Some Chromebooks mistakenly declared themselves end-of-life last week

https://arstechnica.com/?p=1564377

If your new Chromebook told you it's past EOL, don't panic—as long as you were running Canary or Dev, that is. (If you were running Stable or Beta, you may continue panicking.)
Enlarge /

If your new Chromebook told you it’s past EOL, don’t panic—as long as you were running Canary or Dev, that is. (If you were running Stable or Beta, you may continue panicking.)

A lot of Chromebook and Chromebox users don’t realize this, but all ChromeOS devices have an expiration date. Google’s original policy was for devices to be supported for five years, but the company has recently extended that time to 6.5 years.

When your Chromebook or Chromebox approaches its built-in expiration date, it will warn you that it’s time to go buy a new device entirely. Not long after that, it will refuse to apply any further security or feature updates. In addition to leaving users vulnerable to unpatched security exploits, this means that constantly evolving services such as Gmail will eventually stop working entirely.

Google has been working on a way to warn users six months ahead of time that their device’s EOL date is approaching to allow them to plan with a little less time-sensitive desperation. But users running the Canary and Dev early-preview ChromeOS builds discovered a bug in the new code the hard way. After any reboot, brand-new devices started warning “this is the last automatic software and security update for this Chromebook. To get future updates, upgrade to a newer model.”

Listing:
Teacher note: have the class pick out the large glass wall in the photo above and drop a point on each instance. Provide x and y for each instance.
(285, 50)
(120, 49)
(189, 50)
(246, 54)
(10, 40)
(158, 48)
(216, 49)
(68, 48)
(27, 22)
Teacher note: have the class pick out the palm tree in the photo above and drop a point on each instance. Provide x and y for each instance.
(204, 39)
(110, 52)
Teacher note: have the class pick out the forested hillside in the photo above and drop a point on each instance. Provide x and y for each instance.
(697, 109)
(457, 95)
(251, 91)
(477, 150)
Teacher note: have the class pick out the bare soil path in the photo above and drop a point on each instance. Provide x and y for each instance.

The exercise:
Decide whether each statement below agrees with the article about Chromebooks wrongly declaring themselves end-of-life. Answer yes or no for each one, and quote the words from the article that settle it.
(a) Under Google's original policy, ChromeOS devices were supported for six and a half years.
(b) Users running the Canary and Dev builds found the bug.
(c) A device past its expiration date keeps receiving security updates but no feature updates.

Answer to this task:
(a) No: "Google’s original policy was for devices to be supported for five years"
(b) Yes: "users running the Canary and Dev early-preview ChromeOS builds discovered a bug in the new code the hard way"
(c) No: "it will refuse to apply any further security or feature updates"